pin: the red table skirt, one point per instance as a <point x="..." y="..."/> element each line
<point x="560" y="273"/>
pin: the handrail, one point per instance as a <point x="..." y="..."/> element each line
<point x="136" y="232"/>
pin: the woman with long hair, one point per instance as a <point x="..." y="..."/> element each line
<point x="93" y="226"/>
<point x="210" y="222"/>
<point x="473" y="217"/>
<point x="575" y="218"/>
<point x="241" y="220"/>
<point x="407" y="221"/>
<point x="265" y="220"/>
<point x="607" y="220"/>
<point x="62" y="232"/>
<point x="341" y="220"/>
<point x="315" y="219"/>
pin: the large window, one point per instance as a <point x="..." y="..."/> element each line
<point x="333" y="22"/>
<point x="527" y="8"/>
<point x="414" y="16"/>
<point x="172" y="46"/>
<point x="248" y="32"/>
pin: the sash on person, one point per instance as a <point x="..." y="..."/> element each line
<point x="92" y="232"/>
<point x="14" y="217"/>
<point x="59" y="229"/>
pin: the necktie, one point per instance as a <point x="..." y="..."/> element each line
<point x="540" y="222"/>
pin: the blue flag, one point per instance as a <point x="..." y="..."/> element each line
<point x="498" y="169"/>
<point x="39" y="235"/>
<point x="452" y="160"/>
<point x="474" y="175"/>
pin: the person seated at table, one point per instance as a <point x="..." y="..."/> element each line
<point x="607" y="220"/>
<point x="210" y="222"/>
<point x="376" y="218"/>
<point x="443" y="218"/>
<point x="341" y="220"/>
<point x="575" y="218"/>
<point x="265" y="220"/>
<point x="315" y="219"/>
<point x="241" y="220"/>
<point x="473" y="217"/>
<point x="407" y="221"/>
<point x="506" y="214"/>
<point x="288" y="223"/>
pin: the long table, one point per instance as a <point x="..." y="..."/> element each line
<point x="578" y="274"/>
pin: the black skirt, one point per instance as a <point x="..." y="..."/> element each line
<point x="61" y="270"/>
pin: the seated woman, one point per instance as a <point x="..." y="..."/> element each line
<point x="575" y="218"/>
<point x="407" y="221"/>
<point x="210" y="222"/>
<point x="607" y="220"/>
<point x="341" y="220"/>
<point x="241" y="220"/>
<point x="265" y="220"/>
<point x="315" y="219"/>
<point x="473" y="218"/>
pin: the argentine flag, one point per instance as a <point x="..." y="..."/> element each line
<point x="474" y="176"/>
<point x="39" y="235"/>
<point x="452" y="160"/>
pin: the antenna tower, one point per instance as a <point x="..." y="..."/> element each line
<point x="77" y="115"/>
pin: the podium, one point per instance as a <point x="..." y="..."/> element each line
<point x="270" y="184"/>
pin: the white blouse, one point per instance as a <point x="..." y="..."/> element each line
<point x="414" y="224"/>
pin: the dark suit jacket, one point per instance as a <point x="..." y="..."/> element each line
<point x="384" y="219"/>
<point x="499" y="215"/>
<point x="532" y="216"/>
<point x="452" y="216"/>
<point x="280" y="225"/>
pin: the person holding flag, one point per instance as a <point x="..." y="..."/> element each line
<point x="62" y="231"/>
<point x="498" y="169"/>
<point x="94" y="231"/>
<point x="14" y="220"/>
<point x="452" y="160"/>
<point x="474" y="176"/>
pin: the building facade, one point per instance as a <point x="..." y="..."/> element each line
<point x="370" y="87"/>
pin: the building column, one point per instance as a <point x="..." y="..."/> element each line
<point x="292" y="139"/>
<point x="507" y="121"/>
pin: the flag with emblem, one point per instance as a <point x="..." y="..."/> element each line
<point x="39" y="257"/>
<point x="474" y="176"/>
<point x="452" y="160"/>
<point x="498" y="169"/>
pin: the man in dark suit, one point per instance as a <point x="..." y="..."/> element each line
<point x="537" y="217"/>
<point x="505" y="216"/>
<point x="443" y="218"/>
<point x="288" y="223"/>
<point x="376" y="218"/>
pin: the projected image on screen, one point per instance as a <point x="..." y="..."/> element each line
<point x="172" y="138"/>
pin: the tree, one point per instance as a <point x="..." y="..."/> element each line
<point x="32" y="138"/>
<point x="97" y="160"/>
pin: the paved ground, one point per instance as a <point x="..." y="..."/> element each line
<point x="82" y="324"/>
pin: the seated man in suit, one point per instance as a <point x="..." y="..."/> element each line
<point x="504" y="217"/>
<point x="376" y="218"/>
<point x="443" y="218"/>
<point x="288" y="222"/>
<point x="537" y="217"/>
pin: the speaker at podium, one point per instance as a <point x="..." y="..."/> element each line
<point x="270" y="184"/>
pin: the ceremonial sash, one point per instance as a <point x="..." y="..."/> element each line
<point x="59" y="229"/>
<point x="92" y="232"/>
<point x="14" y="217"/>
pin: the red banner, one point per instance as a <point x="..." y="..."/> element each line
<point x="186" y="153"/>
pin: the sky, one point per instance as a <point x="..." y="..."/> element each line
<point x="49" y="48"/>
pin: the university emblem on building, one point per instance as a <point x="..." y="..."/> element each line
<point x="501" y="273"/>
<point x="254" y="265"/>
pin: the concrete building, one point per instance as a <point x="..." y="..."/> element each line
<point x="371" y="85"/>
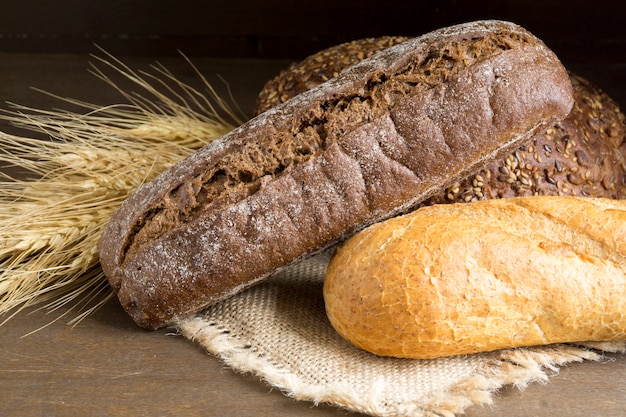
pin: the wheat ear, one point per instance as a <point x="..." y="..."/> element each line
<point x="52" y="216"/>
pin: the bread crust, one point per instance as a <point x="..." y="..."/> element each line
<point x="367" y="145"/>
<point x="455" y="279"/>
<point x="581" y="155"/>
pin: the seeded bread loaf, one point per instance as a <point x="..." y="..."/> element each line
<point x="453" y="279"/>
<point x="368" y="144"/>
<point x="582" y="155"/>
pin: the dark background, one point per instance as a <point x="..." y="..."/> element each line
<point x="588" y="36"/>
<point x="289" y="29"/>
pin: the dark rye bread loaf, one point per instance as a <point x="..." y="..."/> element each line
<point x="368" y="144"/>
<point x="584" y="154"/>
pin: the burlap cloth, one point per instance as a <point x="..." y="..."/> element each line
<point x="279" y="332"/>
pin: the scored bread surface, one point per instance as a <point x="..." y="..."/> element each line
<point x="581" y="155"/>
<point x="364" y="146"/>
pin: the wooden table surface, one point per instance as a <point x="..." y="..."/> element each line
<point x="106" y="366"/>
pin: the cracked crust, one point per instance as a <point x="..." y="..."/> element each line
<point x="462" y="278"/>
<point x="367" y="145"/>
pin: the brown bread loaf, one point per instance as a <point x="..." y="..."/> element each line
<point x="580" y="155"/>
<point x="453" y="279"/>
<point x="364" y="146"/>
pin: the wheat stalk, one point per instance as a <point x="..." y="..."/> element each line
<point x="52" y="217"/>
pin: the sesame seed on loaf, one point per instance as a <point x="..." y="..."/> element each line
<point x="584" y="154"/>
<point x="366" y="145"/>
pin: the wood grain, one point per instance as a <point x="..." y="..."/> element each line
<point x="106" y="366"/>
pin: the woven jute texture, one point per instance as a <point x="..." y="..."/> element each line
# # #
• _WORK TASK_:
Your copy must match the records above exactly, apart from the pictures, which are excluded.

• _RESPONSE BOX_:
pin: the red table skirt, one point per instance as a <point x="..." y="..."/> element each line
<point x="560" y="273"/>
pin: the handrail, one point per instance as a <point x="..." y="..."/> element each line
<point x="136" y="232"/>
pin: the woman with long hair, one point per instance as a <point x="..." y="..."/> element each line
<point x="93" y="226"/>
<point x="210" y="222"/>
<point x="473" y="217"/>
<point x="575" y="218"/>
<point x="241" y="220"/>
<point x="407" y="221"/>
<point x="265" y="220"/>
<point x="607" y="220"/>
<point x="62" y="232"/>
<point x="341" y="220"/>
<point x="315" y="219"/>
pin: the large window, one point per instance as a <point x="..." y="..."/> element each line
<point x="333" y="22"/>
<point x="527" y="8"/>
<point x="414" y="16"/>
<point x="172" y="46"/>
<point x="248" y="32"/>
pin: the sash on person, one point per instance as a <point x="..." y="..."/> element each line
<point x="92" y="232"/>
<point x="14" y="217"/>
<point x="59" y="229"/>
pin: the necktie, one point per instance as a <point x="..." y="..."/> element each line
<point x="540" y="222"/>
pin: the blue flag, one point per instance as a <point x="..." y="..."/> element each line
<point x="498" y="169"/>
<point x="39" y="235"/>
<point x="452" y="160"/>
<point x="474" y="175"/>
pin: the person seated at table, one point per instance as a <point x="..." y="..."/> element each line
<point x="607" y="220"/>
<point x="210" y="222"/>
<point x="376" y="218"/>
<point x="443" y="218"/>
<point x="341" y="220"/>
<point x="575" y="218"/>
<point x="265" y="220"/>
<point x="315" y="219"/>
<point x="241" y="220"/>
<point x="473" y="217"/>
<point x="407" y="221"/>
<point x="506" y="214"/>
<point x="288" y="223"/>
pin: the long table, one point per instance as a <point x="..." y="..."/> element each line
<point x="578" y="274"/>
pin: the black skirt, one point per instance as a <point x="..." y="..."/> element each line
<point x="61" y="270"/>
pin: the seated woman, one point per instance as a <point x="..." y="..."/> element each line
<point x="575" y="218"/>
<point x="407" y="221"/>
<point x="210" y="222"/>
<point x="607" y="220"/>
<point x="341" y="220"/>
<point x="241" y="220"/>
<point x="265" y="220"/>
<point x="315" y="219"/>
<point x="473" y="218"/>
pin: the argentine flag, one point per instance as a <point x="..." y="..."/> element each line
<point x="474" y="176"/>
<point x="39" y="235"/>
<point x="452" y="160"/>
pin: the antenna tower, one point per instance as a <point x="..." y="..."/> element each line
<point x="77" y="115"/>
pin: the podium, one point per instance as a <point x="..." y="..."/> element each line
<point x="270" y="184"/>
pin: the white blouse, one point per instance as a <point x="..." y="..."/> element each line
<point x="414" y="224"/>
pin: the dark suit jacket, one point per instance as a <point x="..." y="..."/> element each line
<point x="384" y="219"/>
<point x="499" y="215"/>
<point x="532" y="216"/>
<point x="452" y="216"/>
<point x="280" y="225"/>
pin: the person holding flag, one point per instance as a <point x="..." y="..."/> element each line
<point x="62" y="231"/>
<point x="498" y="169"/>
<point x="94" y="231"/>
<point x="14" y="220"/>
<point x="452" y="160"/>
<point x="474" y="176"/>
pin: the building facade, one point per instance as a <point x="..." y="..."/> element each line
<point x="370" y="87"/>
pin: the building column, one point per instance as a <point x="..." y="..."/> element each line
<point x="292" y="139"/>
<point x="507" y="121"/>
pin: the flag with emblem, one point per instance as a <point x="..." y="..."/> element each line
<point x="39" y="257"/>
<point x="474" y="176"/>
<point x="452" y="160"/>
<point x="498" y="169"/>
pin: the man in dark suit, one point per instance as a <point x="..." y="..."/> element each line
<point x="537" y="217"/>
<point x="505" y="216"/>
<point x="443" y="218"/>
<point x="288" y="223"/>
<point x="376" y="218"/>
pin: the projected image on screen, one point per instance as a <point x="..." y="..."/> element each line
<point x="172" y="138"/>
pin: the tree, one point per instance as a <point x="..." y="..."/> element each line
<point x="32" y="138"/>
<point x="97" y="160"/>
pin: the paved ground, one point per instance as a <point x="..." y="..."/> element each line
<point x="82" y="324"/>
pin: the seated man in suit, one point per instance as a <point x="..." y="..."/> element each line
<point x="504" y="217"/>
<point x="376" y="218"/>
<point x="443" y="218"/>
<point x="288" y="222"/>
<point x="537" y="217"/>
pin: the speaker at podium, one point per instance as a <point x="..." y="..."/> element each line
<point x="270" y="184"/>
pin: the ceremonial sash, one point per instance as a <point x="..." y="..."/> element each line
<point x="59" y="229"/>
<point x="92" y="232"/>
<point x="14" y="217"/>
pin: the red banner, one point per instance as a <point x="..." y="..."/> element each line
<point x="186" y="153"/>
pin: the sky, one point per instance as a <point x="..." y="..."/> element each line
<point x="49" y="48"/>
pin: the university emblem on building, one point per instance as a <point x="..." y="..."/> element each line
<point x="501" y="273"/>
<point x="254" y="265"/>
pin: the concrete building, one point per instance as a <point x="..." y="..."/> element each line
<point x="371" y="85"/>
pin: the wheat ear, one point per instance as a <point x="..." y="..."/> element each line
<point x="52" y="216"/>
pin: the bread crust, one point per instance as a <point x="..." y="..."/> element each line
<point x="367" y="145"/>
<point x="455" y="279"/>
<point x="581" y="155"/>
pin: the seeded bread loaf, one point per instance as a <point x="..." y="..."/> element each line
<point x="453" y="279"/>
<point x="368" y="144"/>
<point x="582" y="155"/>
pin: the dark background, one point per instance as a <point x="..." y="..."/> element each line
<point x="588" y="36"/>
<point x="289" y="29"/>
pin: the dark rye bread loaf, one point per instance as a <point x="..." y="..."/> element each line
<point x="368" y="144"/>
<point x="584" y="154"/>
pin: the burlap cloth, one point per instance as a <point x="..." y="..."/> element each line
<point x="279" y="332"/>
pin: the scored bread surface, one point per instance as a <point x="..." y="..."/> element each line
<point x="581" y="155"/>
<point x="364" y="146"/>
pin: the wooden table surface, one point per instance as a <point x="..." y="..."/> element each line
<point x="106" y="366"/>
pin: the cracked crust, one point per instance as a <point x="..." y="..."/> element each line
<point x="462" y="278"/>
<point x="367" y="145"/>
pin: the brown bread loaf, one point per instance as a <point x="..." y="..."/> element each line
<point x="580" y="155"/>
<point x="453" y="279"/>
<point x="364" y="146"/>
pin: the wheat stalk, one point per instance as a <point x="..." y="..."/> element each line
<point x="52" y="217"/>
pin: the sesame seed on loaf, one point per instance as a <point x="..." y="..."/> element each line
<point x="584" y="154"/>
<point x="366" y="145"/>
pin: the wood grain, one point per instance as a <point x="..." y="..."/> element each line
<point x="106" y="366"/>
pin: the woven jute texture, one point per instance as a <point x="..." y="..."/> element each line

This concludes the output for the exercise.